§ What is needed: Change "perforated basket bottom" to "mesh basket bottom" in the entries from the start through the line containing "[[16, 308, 803, 1127]]", and give back only those lines with nothing else altered.

§ Information supplied:
------------------------------------------------------------------------

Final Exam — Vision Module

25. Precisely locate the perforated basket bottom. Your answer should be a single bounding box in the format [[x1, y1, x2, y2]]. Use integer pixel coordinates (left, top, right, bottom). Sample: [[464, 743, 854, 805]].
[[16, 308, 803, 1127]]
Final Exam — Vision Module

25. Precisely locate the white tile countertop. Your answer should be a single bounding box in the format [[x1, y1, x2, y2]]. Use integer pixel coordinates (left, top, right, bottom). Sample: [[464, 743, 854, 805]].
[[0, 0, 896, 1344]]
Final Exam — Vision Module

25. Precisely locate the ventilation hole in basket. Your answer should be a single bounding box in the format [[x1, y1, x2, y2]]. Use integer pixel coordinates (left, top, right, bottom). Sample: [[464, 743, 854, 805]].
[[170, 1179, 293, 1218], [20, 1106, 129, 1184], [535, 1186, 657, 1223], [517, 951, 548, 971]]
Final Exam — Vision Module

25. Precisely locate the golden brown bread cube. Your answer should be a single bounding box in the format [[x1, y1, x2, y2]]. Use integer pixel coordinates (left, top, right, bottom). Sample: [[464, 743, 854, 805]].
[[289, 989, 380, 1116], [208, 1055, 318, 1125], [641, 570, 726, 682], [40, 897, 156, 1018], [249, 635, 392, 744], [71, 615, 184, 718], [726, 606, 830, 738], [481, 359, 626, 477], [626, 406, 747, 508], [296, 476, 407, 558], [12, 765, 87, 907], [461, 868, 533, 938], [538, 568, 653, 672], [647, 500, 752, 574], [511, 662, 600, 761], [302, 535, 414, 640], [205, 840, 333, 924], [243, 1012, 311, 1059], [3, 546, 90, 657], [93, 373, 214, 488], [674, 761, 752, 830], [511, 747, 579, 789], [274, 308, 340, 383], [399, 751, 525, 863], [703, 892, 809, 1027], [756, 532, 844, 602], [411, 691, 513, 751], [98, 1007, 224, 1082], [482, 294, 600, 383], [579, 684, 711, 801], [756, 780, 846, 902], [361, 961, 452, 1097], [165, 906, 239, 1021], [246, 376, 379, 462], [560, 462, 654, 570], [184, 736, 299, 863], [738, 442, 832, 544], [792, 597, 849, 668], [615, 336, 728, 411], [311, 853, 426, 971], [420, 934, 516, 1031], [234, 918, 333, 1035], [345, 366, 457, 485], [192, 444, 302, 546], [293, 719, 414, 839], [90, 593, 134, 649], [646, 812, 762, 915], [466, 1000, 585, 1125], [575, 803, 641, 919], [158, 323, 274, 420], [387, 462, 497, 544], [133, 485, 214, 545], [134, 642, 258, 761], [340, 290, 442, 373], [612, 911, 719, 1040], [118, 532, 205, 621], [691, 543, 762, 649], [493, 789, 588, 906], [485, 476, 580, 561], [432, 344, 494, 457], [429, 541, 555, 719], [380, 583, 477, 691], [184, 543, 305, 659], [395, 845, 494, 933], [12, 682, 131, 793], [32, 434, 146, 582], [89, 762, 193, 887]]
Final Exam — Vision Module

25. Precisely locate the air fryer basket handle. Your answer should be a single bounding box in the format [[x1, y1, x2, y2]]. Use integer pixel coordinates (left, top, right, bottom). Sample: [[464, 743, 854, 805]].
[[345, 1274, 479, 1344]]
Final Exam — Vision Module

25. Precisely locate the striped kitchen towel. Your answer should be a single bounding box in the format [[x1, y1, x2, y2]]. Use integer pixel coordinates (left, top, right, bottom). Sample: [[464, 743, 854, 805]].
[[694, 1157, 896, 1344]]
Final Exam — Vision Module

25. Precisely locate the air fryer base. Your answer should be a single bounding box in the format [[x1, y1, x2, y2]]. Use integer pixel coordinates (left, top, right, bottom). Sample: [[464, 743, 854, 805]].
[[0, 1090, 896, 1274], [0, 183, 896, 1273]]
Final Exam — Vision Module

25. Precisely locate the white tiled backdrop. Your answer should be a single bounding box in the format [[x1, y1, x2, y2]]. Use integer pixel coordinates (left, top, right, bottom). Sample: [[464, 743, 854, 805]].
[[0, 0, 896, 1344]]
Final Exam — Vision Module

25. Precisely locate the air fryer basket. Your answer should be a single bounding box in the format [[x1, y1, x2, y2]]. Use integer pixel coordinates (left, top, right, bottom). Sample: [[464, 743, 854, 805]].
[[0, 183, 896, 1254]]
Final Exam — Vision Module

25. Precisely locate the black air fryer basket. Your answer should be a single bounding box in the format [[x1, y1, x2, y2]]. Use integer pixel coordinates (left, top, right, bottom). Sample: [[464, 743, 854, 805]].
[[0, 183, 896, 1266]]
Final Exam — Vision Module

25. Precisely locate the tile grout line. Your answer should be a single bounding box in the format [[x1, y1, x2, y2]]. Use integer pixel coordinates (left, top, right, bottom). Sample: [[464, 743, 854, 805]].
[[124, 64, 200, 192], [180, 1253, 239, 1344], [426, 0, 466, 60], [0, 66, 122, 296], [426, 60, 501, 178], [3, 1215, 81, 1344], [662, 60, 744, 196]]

------------------------------------------------------------------------

§ Full response:
Final Exam — Vision Module

25. Precisely locate the mesh basket bottom. Your answer should be a single bounding box in the format [[x1, y1, x2, y2]]. Use integer pixel coordinates (left, top, right, bottom). Sample: [[464, 743, 854, 805]].
[[16, 308, 803, 1127]]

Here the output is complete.